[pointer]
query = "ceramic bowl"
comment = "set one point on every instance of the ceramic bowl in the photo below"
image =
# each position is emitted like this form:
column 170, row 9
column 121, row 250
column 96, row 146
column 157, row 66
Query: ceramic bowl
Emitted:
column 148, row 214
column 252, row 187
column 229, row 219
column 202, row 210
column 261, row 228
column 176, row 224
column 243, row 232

● ● ● ●

Copy out every line of the records above without changing anything.

→ **FINAL RESULT**:
[pointer]
query = "ceramic bowl"
comment = "set one point on every instance of the ceramic bowl in the photo below"
image =
# each position is emitted like this form:
column 170, row 9
column 121, row 250
column 96, row 146
column 157, row 66
Query: ceramic bowl
Emitted:
column 148, row 214
column 252, row 187
column 229, row 219
column 202, row 210
column 261, row 228
column 176, row 224
column 243, row 232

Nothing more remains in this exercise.